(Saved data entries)
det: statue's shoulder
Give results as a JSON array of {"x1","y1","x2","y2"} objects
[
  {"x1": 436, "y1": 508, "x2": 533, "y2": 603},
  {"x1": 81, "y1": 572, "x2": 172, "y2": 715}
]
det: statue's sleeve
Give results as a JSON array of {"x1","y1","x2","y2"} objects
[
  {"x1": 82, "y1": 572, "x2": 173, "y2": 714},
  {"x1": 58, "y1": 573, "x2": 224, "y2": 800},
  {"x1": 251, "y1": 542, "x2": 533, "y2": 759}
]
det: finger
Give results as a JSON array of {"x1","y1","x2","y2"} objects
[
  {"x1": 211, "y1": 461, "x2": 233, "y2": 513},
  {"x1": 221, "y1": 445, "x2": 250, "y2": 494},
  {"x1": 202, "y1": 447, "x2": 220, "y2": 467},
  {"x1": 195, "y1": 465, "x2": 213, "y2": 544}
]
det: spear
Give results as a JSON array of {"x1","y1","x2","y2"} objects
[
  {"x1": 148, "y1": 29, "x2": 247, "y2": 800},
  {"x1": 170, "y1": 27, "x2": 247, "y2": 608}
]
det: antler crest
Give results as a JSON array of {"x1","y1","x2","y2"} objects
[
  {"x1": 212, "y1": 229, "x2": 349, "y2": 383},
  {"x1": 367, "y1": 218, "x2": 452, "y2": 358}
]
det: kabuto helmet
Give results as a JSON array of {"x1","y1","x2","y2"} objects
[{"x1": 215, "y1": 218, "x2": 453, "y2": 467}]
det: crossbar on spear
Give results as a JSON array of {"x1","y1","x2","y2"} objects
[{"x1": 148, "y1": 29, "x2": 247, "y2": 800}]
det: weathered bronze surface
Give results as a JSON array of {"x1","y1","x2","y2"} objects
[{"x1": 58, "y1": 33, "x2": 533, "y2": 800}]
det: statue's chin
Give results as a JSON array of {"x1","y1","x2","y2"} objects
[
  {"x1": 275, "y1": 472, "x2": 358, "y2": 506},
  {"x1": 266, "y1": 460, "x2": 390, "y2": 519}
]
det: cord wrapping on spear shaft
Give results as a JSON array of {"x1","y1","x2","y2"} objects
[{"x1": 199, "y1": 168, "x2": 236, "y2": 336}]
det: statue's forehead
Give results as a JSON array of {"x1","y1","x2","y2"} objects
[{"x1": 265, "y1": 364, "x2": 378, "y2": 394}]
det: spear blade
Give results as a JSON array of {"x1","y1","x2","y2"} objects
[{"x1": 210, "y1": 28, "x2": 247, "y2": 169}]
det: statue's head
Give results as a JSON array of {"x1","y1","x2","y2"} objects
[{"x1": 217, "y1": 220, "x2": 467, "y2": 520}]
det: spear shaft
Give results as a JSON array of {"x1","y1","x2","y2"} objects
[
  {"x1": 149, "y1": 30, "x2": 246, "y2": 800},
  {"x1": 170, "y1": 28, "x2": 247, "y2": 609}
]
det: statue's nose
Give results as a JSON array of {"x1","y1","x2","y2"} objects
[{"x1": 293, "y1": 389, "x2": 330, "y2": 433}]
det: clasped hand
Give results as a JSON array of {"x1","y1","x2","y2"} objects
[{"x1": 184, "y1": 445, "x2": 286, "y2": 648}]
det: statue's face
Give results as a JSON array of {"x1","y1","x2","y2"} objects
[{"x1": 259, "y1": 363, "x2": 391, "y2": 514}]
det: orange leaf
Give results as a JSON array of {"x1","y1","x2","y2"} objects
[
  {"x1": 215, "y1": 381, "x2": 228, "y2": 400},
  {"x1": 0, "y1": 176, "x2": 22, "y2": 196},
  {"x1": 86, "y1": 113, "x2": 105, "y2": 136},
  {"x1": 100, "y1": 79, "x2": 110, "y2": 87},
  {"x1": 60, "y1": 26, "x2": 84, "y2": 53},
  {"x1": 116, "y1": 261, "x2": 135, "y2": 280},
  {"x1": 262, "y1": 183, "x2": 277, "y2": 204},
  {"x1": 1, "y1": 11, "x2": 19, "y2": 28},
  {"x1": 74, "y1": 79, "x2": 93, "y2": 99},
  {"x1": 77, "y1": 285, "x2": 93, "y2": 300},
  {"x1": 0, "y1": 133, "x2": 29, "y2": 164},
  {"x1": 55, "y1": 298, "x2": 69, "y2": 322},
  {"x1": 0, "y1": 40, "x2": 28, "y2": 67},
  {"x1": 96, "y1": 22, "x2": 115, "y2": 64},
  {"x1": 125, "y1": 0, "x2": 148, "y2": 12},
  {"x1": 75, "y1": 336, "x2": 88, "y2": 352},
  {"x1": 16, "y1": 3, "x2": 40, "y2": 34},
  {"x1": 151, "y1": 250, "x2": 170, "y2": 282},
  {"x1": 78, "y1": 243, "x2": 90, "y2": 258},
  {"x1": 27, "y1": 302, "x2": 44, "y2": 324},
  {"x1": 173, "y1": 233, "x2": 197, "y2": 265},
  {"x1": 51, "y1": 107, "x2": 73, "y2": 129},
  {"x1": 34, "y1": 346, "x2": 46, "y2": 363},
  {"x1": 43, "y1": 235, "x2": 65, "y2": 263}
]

● **WHAT NEEDS TO BE DONE**
After reading the entries, reproduce every one of them exactly.

● **FINISHED TASK**
det: statue's shoulder
Give results as a JSON array of {"x1","y1","x2","y2"} objects
[
  {"x1": 436, "y1": 508, "x2": 533, "y2": 603},
  {"x1": 81, "y1": 572, "x2": 172, "y2": 715}
]
det: statue's sleeve
Give results as a JSON array of {"x1","y1","x2","y2"} objects
[
  {"x1": 82, "y1": 572, "x2": 173, "y2": 714},
  {"x1": 58, "y1": 573, "x2": 224, "y2": 800},
  {"x1": 251, "y1": 542, "x2": 533, "y2": 759}
]
det: finger
Give results as a JSON array of {"x1","y1","x2","y2"} objects
[
  {"x1": 211, "y1": 461, "x2": 233, "y2": 513},
  {"x1": 221, "y1": 445, "x2": 250, "y2": 494},
  {"x1": 202, "y1": 447, "x2": 220, "y2": 467},
  {"x1": 195, "y1": 465, "x2": 213, "y2": 544}
]
det: spear
Give results as a JSON array of {"x1","y1","x2","y2"} objects
[
  {"x1": 148, "y1": 29, "x2": 247, "y2": 800},
  {"x1": 170, "y1": 27, "x2": 247, "y2": 608}
]
det: antler crest
Give results as a JSON array of {"x1","y1","x2","y2"} objects
[
  {"x1": 212, "y1": 229, "x2": 349, "y2": 383},
  {"x1": 367, "y1": 218, "x2": 452, "y2": 358}
]
det: kabuto helmet
Give results as a JSON array of {"x1","y1","x2","y2"} objects
[{"x1": 215, "y1": 218, "x2": 453, "y2": 467}]
det: crossbar on spear
Give results as a JSON array of {"x1","y1","x2","y2"} objects
[{"x1": 148, "y1": 29, "x2": 247, "y2": 800}]
det: weathered bronze surface
Give results as a JSON array of {"x1","y1","x2","y2"} objects
[{"x1": 58, "y1": 33, "x2": 533, "y2": 800}]
det: statue's chin
Give results as a JSON array of {"x1","y1","x2","y2"} objects
[
  {"x1": 275, "y1": 472, "x2": 358, "y2": 506},
  {"x1": 266, "y1": 460, "x2": 390, "y2": 519}
]
det: cord wrapping on spear shaft
Give results as a JSON array of {"x1","y1","x2","y2"} objects
[{"x1": 199, "y1": 168, "x2": 236, "y2": 336}]
det: statue's forehead
Give results as a JSON array of {"x1","y1","x2","y2"} objects
[{"x1": 265, "y1": 364, "x2": 378, "y2": 394}]
det: spear blade
Give results as a JSON array of {"x1","y1","x2","y2"} objects
[{"x1": 210, "y1": 28, "x2": 247, "y2": 169}]
det: statue's head
Give results as a JSON array of {"x1","y1","x2","y2"} objects
[{"x1": 217, "y1": 220, "x2": 467, "y2": 520}]
det: spear shaft
Give results as a JSON array of {"x1","y1","x2","y2"} objects
[
  {"x1": 149, "y1": 30, "x2": 246, "y2": 800},
  {"x1": 170, "y1": 28, "x2": 247, "y2": 609}
]
det: statue's nose
Give results as a JSON array of {"x1","y1","x2","y2"} objects
[{"x1": 293, "y1": 389, "x2": 330, "y2": 433}]
det: clasped hand
Give results as a JSON array of {"x1","y1","x2","y2"} objects
[{"x1": 184, "y1": 445, "x2": 286, "y2": 648}]
det: statue's face
Give results as a JSON array of {"x1","y1","x2","y2"} objects
[{"x1": 259, "y1": 363, "x2": 391, "y2": 514}]
det: orange leaf
Give results as a JSON array of {"x1","y1","x2","y2"} objects
[
  {"x1": 215, "y1": 381, "x2": 228, "y2": 400},
  {"x1": 0, "y1": 176, "x2": 22, "y2": 196},
  {"x1": 86, "y1": 113, "x2": 105, "y2": 136},
  {"x1": 100, "y1": 79, "x2": 110, "y2": 87},
  {"x1": 60, "y1": 26, "x2": 84, "y2": 53},
  {"x1": 116, "y1": 261, "x2": 135, "y2": 280},
  {"x1": 262, "y1": 183, "x2": 277, "y2": 204},
  {"x1": 1, "y1": 11, "x2": 19, "y2": 28},
  {"x1": 74, "y1": 79, "x2": 93, "y2": 99},
  {"x1": 77, "y1": 285, "x2": 93, "y2": 300},
  {"x1": 0, "y1": 133, "x2": 29, "y2": 164},
  {"x1": 55, "y1": 298, "x2": 69, "y2": 322},
  {"x1": 0, "y1": 40, "x2": 28, "y2": 67},
  {"x1": 96, "y1": 22, "x2": 115, "y2": 64},
  {"x1": 125, "y1": 0, "x2": 148, "y2": 12},
  {"x1": 75, "y1": 336, "x2": 88, "y2": 352},
  {"x1": 16, "y1": 3, "x2": 40, "y2": 34},
  {"x1": 151, "y1": 250, "x2": 170, "y2": 282},
  {"x1": 78, "y1": 243, "x2": 90, "y2": 258},
  {"x1": 27, "y1": 302, "x2": 44, "y2": 324},
  {"x1": 173, "y1": 233, "x2": 197, "y2": 265},
  {"x1": 51, "y1": 107, "x2": 73, "y2": 129},
  {"x1": 34, "y1": 346, "x2": 46, "y2": 363},
  {"x1": 43, "y1": 235, "x2": 65, "y2": 263}
]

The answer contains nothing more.